Provided entries ->

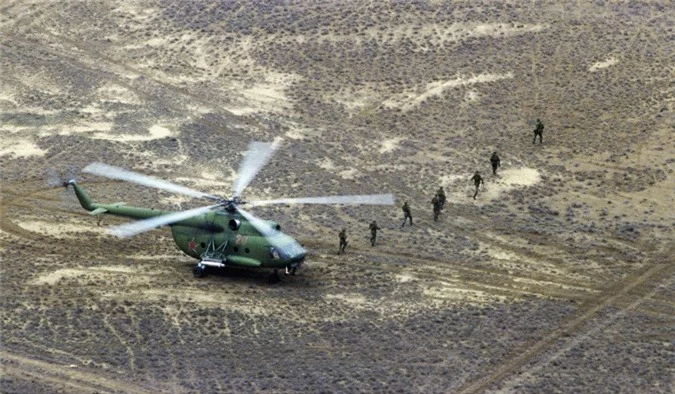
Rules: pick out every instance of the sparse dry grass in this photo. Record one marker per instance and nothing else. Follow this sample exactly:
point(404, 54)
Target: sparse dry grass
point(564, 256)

---

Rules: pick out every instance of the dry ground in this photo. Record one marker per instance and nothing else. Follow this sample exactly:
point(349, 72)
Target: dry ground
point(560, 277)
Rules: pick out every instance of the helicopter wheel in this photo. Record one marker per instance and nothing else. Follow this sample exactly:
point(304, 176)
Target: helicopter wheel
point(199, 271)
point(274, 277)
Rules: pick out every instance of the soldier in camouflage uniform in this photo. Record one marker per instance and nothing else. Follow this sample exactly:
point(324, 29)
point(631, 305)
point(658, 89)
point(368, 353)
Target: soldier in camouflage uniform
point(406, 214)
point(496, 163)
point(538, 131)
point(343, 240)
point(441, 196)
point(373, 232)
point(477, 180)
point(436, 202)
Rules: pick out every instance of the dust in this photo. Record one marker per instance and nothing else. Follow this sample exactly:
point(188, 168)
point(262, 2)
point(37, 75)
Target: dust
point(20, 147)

==

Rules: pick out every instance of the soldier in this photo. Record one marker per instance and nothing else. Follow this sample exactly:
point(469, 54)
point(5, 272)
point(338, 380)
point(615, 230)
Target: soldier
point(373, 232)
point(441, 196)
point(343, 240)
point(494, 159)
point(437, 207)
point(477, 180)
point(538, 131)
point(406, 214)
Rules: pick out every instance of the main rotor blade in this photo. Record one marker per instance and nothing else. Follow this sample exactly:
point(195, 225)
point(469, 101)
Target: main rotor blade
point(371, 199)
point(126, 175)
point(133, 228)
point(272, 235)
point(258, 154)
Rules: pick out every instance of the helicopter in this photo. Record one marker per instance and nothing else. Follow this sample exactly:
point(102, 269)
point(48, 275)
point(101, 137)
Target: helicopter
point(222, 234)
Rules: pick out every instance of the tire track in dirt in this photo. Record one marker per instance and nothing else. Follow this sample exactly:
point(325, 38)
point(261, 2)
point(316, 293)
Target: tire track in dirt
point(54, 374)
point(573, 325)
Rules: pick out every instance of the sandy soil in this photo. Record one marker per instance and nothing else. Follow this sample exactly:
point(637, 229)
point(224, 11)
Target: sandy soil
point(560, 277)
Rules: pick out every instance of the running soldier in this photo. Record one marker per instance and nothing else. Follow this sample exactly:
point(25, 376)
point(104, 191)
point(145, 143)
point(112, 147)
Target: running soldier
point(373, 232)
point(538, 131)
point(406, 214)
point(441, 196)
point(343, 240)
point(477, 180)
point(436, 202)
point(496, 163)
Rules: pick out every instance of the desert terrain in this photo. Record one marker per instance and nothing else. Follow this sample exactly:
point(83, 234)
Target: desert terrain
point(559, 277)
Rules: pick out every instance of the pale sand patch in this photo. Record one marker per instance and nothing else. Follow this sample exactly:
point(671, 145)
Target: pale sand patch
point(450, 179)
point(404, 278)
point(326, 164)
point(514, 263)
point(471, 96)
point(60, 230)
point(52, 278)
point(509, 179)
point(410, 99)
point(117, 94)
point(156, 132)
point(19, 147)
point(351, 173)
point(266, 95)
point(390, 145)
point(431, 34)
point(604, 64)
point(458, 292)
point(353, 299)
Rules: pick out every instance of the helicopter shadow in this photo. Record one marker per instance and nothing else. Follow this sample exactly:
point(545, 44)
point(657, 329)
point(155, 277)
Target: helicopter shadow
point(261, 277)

Your objective ->
Format the material as a numbered list, starting with the line that contains "Rules: pick out every instance of the sparse" and going on through the line that contains "point(564, 256)", with blank lines left out.

Result of the task ->
1. Rules: pick out every instance of the sparse dry grass in this photo. Record one marker per instance and nothing else. Follow this sample exactly:
2. point(404, 54)
3. Target: sparse dry grass
4. point(564, 256)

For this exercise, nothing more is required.